• _Supplied text_:

Inference Pipeline of Optical Flow using C++

Two models from our pre-trained models and their associated C++ samples are proposed to demonstrate Optical Flow inference from the Metavision SDK inference Model class:

  • model_flow.ptjit is a Torchjit model which takes single event cubes as input

  • model_flow.onnx is an ONNX model taking two successive histograms as input.

The source code of these samples can be found respectively in <install-prefix>/share/metavision/sdk/ml/cpp_samples/metavision_optical_flow and <install-prefix>/share/metavision/sdk/ml/cpp_samples/metavision_optical_flow_dual_input when installing Metavision SDK from installer or packages. For other deployment methods, check the page Path of Samples.

Warning

The SDK is delivered as pre-compiled binaries with the support for Torch models. Support for ONNX models can be enabled by compiling the SDK from source with the options -DUSE_ONNXRUNTIME=ON and -DONNXRUNTIME_DIR=<ONNX_FOLDER>.

Expected Output

These scripts work as follows:

  • Reads events from a camera or a recording

  • Preprocesses them to the dedicated format (event cubes or histograms here) into a Tensor structure thanks to an event preprocessor

  • Feeds these inputs to the Model instance

  • Retrieve the optical flow from the output tensor.

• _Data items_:
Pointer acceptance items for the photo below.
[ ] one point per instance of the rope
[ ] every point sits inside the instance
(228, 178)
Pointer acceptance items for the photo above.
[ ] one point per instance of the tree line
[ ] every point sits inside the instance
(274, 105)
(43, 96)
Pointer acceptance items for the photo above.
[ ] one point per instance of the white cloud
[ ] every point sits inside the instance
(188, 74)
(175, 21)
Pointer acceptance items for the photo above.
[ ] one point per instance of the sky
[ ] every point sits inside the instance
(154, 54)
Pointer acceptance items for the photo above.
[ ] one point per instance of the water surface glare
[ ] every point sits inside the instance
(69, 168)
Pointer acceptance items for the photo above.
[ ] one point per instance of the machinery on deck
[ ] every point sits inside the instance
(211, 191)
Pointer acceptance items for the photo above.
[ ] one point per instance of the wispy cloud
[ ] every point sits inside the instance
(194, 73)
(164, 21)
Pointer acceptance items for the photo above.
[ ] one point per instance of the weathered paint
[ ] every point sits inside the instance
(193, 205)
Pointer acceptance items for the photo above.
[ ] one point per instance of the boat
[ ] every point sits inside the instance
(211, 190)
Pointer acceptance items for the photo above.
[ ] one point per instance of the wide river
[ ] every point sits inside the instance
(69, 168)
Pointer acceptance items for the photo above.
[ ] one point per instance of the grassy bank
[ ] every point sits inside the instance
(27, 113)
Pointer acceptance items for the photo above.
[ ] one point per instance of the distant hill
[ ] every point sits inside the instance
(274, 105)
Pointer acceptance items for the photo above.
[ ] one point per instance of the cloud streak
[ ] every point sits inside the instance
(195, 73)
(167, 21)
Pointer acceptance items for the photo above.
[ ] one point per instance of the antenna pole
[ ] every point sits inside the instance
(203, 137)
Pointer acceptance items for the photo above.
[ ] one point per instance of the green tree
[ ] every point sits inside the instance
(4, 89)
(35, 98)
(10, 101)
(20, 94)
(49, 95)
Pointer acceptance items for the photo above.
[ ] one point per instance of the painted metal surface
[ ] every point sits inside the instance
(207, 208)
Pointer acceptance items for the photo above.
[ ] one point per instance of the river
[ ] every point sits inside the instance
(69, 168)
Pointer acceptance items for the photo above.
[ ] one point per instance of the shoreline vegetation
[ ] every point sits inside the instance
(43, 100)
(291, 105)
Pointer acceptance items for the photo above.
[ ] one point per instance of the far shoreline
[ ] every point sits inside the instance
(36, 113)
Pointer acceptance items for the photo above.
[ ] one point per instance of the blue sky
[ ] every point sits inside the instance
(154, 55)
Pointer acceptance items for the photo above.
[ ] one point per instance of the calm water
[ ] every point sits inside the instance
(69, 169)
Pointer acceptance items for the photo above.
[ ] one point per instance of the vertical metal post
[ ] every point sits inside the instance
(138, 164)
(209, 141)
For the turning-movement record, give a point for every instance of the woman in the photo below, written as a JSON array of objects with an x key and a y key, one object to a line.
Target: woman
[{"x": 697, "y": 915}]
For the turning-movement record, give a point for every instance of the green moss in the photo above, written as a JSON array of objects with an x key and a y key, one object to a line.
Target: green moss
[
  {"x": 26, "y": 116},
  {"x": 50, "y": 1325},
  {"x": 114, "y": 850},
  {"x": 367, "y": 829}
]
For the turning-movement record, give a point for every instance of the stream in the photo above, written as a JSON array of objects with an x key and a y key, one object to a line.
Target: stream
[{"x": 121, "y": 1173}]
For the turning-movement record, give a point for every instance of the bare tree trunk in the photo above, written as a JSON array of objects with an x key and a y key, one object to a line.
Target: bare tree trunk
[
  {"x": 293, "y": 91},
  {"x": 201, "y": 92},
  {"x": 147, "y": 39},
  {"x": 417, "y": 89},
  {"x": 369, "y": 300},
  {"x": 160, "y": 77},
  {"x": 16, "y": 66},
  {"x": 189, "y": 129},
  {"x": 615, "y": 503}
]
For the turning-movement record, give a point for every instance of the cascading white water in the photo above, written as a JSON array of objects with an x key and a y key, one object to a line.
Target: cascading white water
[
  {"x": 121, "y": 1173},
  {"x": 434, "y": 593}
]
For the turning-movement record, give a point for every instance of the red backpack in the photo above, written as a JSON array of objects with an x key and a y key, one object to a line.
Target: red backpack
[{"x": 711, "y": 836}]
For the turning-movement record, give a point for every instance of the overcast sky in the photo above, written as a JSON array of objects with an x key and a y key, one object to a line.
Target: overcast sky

• _The tasks_:
1 > Count how many lines in the rows contain the string "shoreline". Give only the number.
2 > Continue the optical flow inference page from the point where it stops.

• _Responses for each task_:
1 > 2

2 >
  • Displays it

An example of the output is shown below:


Warning

Disclaimer: The provided models are neither expected to provide state-of-the-art results, neither supposed to be computationally efficient. They provide a basis for ML exploration with our event-based technology. In particular, with default parameters and depending on the sensor used, they might not run live with your camera and ML pipeline.

Setup & requirements

To run the script, you will need:

Note

Since HDF5 tensor file contains preprocessed features, you need to be sure that the same preprocessing method is used for the flow model and the HDF5 file. For instance, our trained flow model uses event_cube method, so if you want to use HDF5 tensor files as input, they need to be processed with event_cube as well.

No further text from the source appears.